Requirement A>
Answer these from the passage on incontinence in dementia:
(i) What example of functional incontinence does it give?
(ii) When is bowel incontinence described as partial?
(iii) Which doctor does it say is best to start with when seeking treatment?
Requirement B> Resume the passage on incontinence in dementia after its last sentence.

Source extract>

━━━

Functional Incontinence - in this type of incontinence loss of bladder control is caused by other conditions. For example, the person who is arthritic and does not move well may develop incontinence due to their inability to get to the bathroom in time. As dementia develops over time, this type of incontinence may be more prevalent and possibly more frustrating to treat since the cause is a symptom of the underlying disease and not easily attributed to an infection or other issue.

Bowel Incontinence

This type of incontinence causes a great deal of distress for many persons with dementia and their caregivers. Bowel incontinence can be partial when only a small amount of liquid waste leaks before toileting. Complete incontinence results when the person is unable to control any aspect of the bowel movement.

Seeking Treatment

In order to understand why someone has developed incontinence, a medical exam is definitely in order. Since there may be special complications due to dementia, it is best to start with the patient’s primary physician since he or she is most familiar with the patient and their health history. He may order a visit to a urologist, a specialist in urinary conditions for men and women. It is important to remember, however, that a urologist is a surgeon and may not focus on non-surgical solutions, like the ones that will be discussed later.

━━━

Stored data>
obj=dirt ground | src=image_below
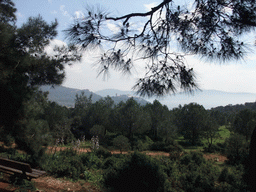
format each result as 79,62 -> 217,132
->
0,147 -> 227,192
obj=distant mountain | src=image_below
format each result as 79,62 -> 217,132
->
96,89 -> 256,109
149,90 -> 256,109
95,89 -> 135,97
40,86 -> 148,107
40,85 -> 102,107
41,86 -> 256,109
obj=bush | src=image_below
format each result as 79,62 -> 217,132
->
113,135 -> 131,153
178,152 -> 218,192
80,152 -> 102,169
225,134 -> 249,165
95,146 -> 112,159
217,165 -> 247,192
103,152 -> 166,192
102,155 -> 128,169
10,174 -> 36,192
42,150 -> 85,180
204,143 -> 226,154
133,136 -> 154,151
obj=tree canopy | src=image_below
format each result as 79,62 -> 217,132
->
65,0 -> 256,96
0,0 -> 81,146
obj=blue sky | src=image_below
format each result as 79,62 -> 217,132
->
13,0 -> 256,93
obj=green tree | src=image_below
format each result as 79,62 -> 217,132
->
145,100 -> 175,140
66,0 -> 256,96
113,135 -> 131,153
112,98 -> 151,139
202,115 -> 220,150
176,103 -> 207,145
0,0 -> 81,150
71,92 -> 92,139
231,109 -> 256,141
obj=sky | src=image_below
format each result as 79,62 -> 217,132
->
13,0 -> 256,93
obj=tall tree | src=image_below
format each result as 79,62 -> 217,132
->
66,0 -> 256,96
231,109 -> 256,141
0,0 -> 81,148
175,103 -> 207,145
113,98 -> 151,139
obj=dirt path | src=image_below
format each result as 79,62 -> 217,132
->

━━━

Response box A>
(i) A person who is arthritic and does not move well may develop incontinence because they cannot get to the bathroom in time.
(ii) When only a small amount of liquid waste leaks before toileting.
(iii) The patient's primary physician.

Response box B>
When visiting the doctor, bring a description of how incontinence is affecting the patient’s life, including an overview of their daily routine. Some doctors recommend keeping a continence diary to provide a four or five day “snapshot” of what is happening at home. Be prepared to answer questions like the ones suggested by the National Association for Continence. The questions below are only a few from their suggestions.

  1. How much water does the patient drink every day?
  2. What foods is the patient eating?
  3. Does the patient have any control over urination?
  4. Is the problem better or worse during the daytime or at night?
  5. Is it linked to a physical condition (inability to move quickly, for example)?
  6. When did the incontinence first appear?
  7. Is the patient upset by their incontinence?
  8. How many episodes does the patient have and in what time period?
  9. Does the patient understand the signal or urge to urinate or are they unaware of the need?
  10. Is there a burning or painful sensation when the patient needs to urinate?